#### Text passage:
━━━━━━━━━━━━━━━━━━━━━━━━━━━━━━
Biosecurity facility to be done in 2006
Sen. Pat Roberts recalled the KSU team's visionary 1999 Senate subcommittee testimony during a ceremonial ground breaking Friday for a $50 million Biosecurity Research Institute on campus.
"President (Jon) Wefald's team came to Washington and outlined the possible agri-terrorist threat, and gave us a blueprint for action," Roberts said. "We took Jon's blueprint, we went to work. As a result, KSU is a leader in the fight against global terrorism and is now a catalyst for a better Kansas economy."
"This multi-faceted facility will allow our food and meat scientists to test techniques and equipment against food-borne disease-causing organisms, such as E. coli," he said. "It will help the food industry with safer, more effective production techniques."
The new research center will provide expanded laboratory space for KSU plant scientists to accelerate the on-going fight against diseases that affect crops in Kansas.
"The building will also be a place where animal health experts can study diseases that cause livestock producers in Kansas tens of millions of dollars," Trewyn said, "as well as to protect livestock from foreign diseases such as 'foot and mouth.' "
According to former Kansas Board of Regents chairman Clay C. Blair III, of Olathe, the facility is expected to generate revenue from corporate and other private-sector business contracts to support K-State's overall educational mission.
In addition to the K-State project, the Legislature's bond fund also will finance a proposed aviation research center at Wichita State University and a University of Kansas life sciences project, which is under construction.
Actual construction of the KSU research building is expected to begin in about six months, Blair said.
As for the future, Wefald predicted the facility would house an agricultural "SWAT team" consisting of "K-Staters, state veterinarians, the USDA and the National Guard and everybody else."
"This building, I can say to you, without question is vital for America's national security interests," he said. "That's how important this building is."
━━━━━━━━━━━━━━━━━━━━━━━━━━━━━━
#### Records shown:
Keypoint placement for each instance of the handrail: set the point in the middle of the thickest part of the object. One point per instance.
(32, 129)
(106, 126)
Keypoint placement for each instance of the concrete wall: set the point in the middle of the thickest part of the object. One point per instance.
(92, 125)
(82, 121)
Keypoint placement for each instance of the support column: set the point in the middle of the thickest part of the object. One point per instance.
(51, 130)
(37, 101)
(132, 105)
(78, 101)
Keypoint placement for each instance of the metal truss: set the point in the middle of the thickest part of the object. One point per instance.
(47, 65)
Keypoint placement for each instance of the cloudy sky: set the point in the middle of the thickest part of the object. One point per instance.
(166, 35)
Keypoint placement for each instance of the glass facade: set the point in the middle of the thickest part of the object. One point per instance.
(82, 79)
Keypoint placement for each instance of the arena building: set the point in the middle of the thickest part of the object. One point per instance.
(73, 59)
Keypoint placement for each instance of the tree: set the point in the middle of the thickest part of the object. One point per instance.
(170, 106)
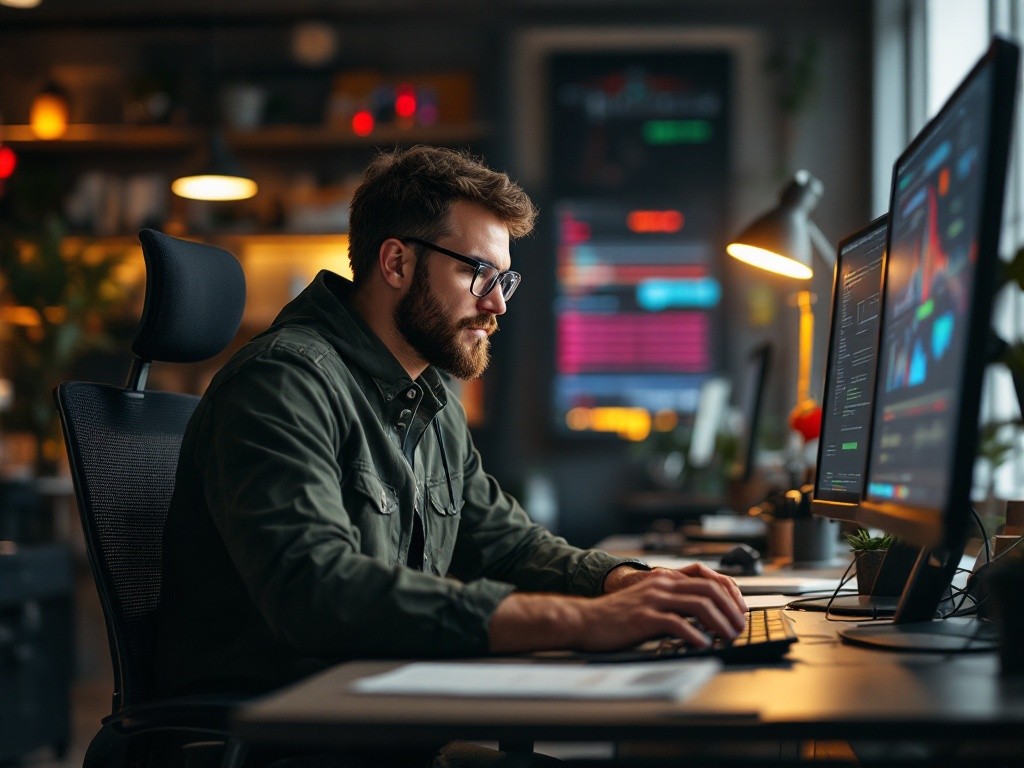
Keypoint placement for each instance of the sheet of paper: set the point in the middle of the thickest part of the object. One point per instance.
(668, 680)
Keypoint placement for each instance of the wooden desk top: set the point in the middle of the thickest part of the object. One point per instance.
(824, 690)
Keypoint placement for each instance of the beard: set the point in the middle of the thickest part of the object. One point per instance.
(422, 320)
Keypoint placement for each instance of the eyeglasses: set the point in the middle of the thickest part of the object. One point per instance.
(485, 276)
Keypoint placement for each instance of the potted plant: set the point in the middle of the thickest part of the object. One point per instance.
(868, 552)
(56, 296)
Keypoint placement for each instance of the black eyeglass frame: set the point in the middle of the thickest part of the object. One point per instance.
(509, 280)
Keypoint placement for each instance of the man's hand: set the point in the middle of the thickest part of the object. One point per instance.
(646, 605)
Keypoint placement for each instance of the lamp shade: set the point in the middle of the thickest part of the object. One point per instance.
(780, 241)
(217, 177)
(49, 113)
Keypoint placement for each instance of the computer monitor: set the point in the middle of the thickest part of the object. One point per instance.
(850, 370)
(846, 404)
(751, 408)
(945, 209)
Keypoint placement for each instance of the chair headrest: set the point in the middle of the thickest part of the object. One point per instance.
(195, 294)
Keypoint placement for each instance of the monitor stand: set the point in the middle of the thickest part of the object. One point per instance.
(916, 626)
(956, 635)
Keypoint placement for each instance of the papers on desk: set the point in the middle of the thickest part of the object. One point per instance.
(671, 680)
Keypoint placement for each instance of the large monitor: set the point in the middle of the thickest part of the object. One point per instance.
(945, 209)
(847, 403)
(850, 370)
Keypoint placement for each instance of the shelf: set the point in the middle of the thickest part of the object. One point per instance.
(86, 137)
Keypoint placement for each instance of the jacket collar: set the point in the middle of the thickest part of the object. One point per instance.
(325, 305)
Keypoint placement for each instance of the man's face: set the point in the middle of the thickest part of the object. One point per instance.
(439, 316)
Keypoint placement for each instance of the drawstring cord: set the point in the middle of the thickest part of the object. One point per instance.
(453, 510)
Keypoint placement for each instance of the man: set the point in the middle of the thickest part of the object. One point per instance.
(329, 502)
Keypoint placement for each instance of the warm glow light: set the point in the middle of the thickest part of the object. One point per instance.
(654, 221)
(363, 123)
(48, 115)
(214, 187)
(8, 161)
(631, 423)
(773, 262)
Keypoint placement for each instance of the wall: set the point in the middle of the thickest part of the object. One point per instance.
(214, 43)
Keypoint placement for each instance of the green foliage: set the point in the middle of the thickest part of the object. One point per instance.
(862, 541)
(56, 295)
━━━━━━━━━━━━━━━━━━━━━━━━━━━━━━
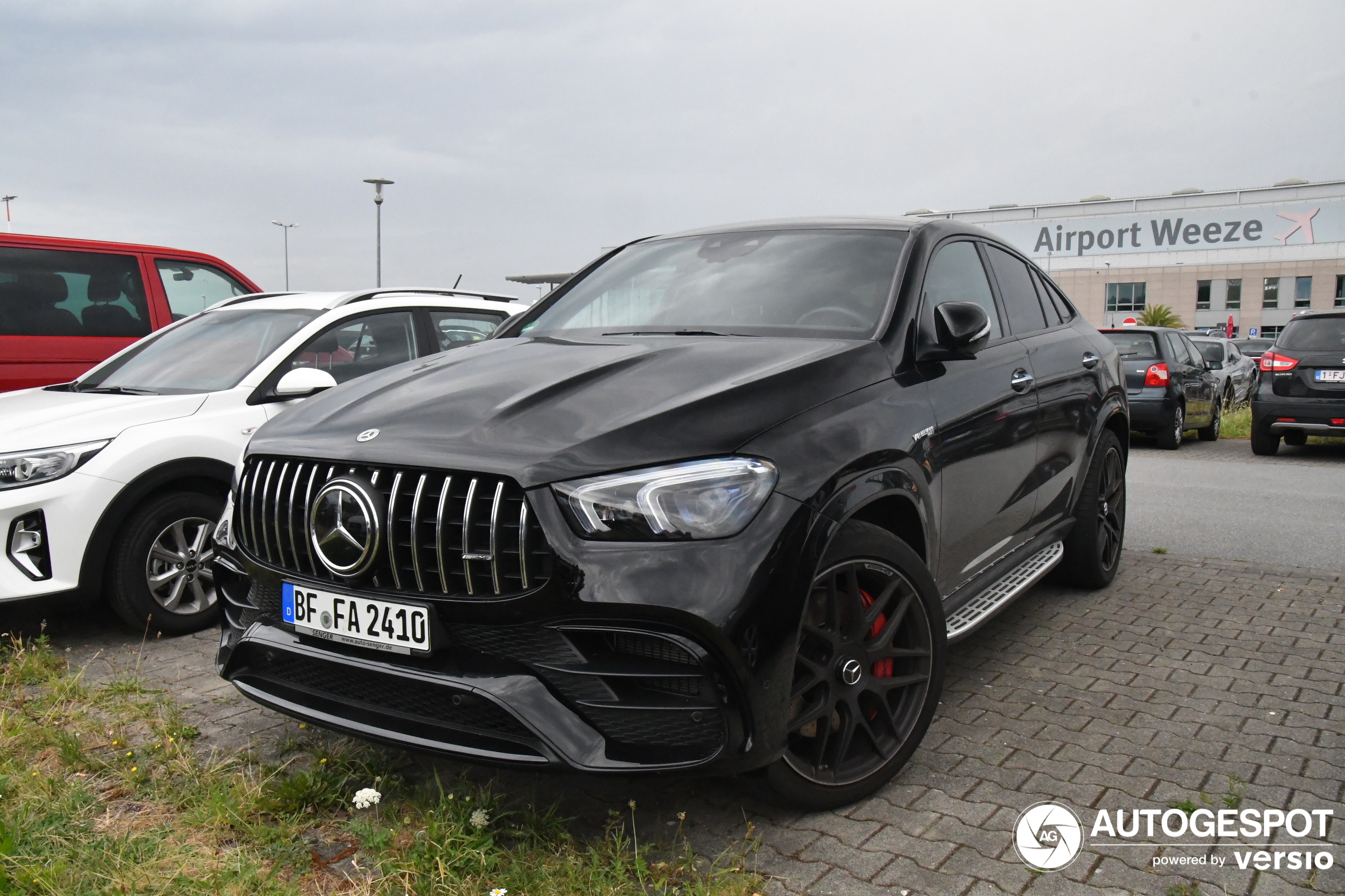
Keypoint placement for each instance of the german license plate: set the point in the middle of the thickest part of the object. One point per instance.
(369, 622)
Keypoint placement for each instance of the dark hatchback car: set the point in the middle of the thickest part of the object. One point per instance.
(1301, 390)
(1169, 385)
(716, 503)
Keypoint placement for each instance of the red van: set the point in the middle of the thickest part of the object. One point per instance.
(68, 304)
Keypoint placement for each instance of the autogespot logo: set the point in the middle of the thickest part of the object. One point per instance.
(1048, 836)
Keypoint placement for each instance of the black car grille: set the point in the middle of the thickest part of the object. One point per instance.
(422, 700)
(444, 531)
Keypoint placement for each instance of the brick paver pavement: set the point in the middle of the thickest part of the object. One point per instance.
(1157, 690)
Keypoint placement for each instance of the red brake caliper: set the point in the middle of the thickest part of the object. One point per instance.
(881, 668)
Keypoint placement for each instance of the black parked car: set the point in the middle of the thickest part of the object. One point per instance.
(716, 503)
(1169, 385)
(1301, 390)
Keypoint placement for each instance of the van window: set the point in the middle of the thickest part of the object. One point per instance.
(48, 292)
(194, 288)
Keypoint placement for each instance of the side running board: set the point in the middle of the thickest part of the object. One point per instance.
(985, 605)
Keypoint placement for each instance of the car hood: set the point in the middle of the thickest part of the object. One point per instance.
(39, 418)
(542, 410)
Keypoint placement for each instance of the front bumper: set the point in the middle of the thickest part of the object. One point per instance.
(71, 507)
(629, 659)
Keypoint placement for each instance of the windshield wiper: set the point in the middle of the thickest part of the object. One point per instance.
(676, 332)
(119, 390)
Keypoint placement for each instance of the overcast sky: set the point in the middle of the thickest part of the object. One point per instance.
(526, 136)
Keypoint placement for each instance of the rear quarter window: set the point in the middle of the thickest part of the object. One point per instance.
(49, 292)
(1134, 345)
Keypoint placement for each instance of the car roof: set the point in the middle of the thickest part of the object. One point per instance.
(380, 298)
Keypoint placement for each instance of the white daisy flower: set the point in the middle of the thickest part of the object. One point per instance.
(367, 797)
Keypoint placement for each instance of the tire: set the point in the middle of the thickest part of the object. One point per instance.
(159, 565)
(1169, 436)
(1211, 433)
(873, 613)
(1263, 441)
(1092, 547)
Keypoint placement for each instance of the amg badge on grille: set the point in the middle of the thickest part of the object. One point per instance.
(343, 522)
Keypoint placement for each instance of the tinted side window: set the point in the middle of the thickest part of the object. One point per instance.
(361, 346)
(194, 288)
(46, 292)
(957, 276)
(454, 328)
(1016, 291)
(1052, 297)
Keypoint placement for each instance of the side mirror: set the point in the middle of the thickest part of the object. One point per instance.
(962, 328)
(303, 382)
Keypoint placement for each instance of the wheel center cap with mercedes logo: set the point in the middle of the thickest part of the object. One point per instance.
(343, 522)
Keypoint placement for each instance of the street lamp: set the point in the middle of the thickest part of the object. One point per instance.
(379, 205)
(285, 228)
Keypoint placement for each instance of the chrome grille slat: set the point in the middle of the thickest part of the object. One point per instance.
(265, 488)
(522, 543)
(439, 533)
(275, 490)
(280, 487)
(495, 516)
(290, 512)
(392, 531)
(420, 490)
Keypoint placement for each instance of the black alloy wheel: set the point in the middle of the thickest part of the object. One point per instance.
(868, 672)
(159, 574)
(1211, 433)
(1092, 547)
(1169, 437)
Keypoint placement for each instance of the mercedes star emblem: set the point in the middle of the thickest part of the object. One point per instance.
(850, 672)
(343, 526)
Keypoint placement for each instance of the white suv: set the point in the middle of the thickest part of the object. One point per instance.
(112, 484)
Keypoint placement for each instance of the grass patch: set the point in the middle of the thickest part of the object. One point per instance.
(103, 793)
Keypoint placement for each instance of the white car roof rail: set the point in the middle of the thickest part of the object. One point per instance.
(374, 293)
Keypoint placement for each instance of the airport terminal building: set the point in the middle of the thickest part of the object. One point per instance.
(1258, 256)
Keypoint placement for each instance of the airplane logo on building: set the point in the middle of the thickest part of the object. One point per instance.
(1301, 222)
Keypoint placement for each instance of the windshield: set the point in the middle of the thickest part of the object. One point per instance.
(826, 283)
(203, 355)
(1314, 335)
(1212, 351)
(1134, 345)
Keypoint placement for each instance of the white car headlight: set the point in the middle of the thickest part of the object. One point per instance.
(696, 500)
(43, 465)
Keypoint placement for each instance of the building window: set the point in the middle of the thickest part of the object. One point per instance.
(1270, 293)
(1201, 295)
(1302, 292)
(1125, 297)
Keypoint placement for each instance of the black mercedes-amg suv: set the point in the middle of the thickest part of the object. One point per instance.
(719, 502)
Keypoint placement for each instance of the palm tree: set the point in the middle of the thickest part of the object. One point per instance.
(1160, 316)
━━━━━━━━━━━━━━━━━━━━━━━━━━━━━━
#### Directions:
1. Output the part of the biosecurity facility article from "According to former" to "overall educational mission.".
2. Answer these questions using the biosecurity facility article.
(a) What is the dollar figure given for the Biosecurity Research Institute?
(b) In what year did the KSU team give its Senate subcommittee testimony?
(c) According to Blair, when is actual construction of the KSU research building expected to begin?
The items are separate material, unrelated to the biosecurity facility article.

#### Responses per task:
1.
According to former Kansas Board of Regents chairman Clay C. Blair III, of Olathe, the facility is expected to generate revenue from corporate and other private-sector business contracts to support K-State's overall educational mission.

2.
(a) $50 million
(b) 1999
(c) In about six months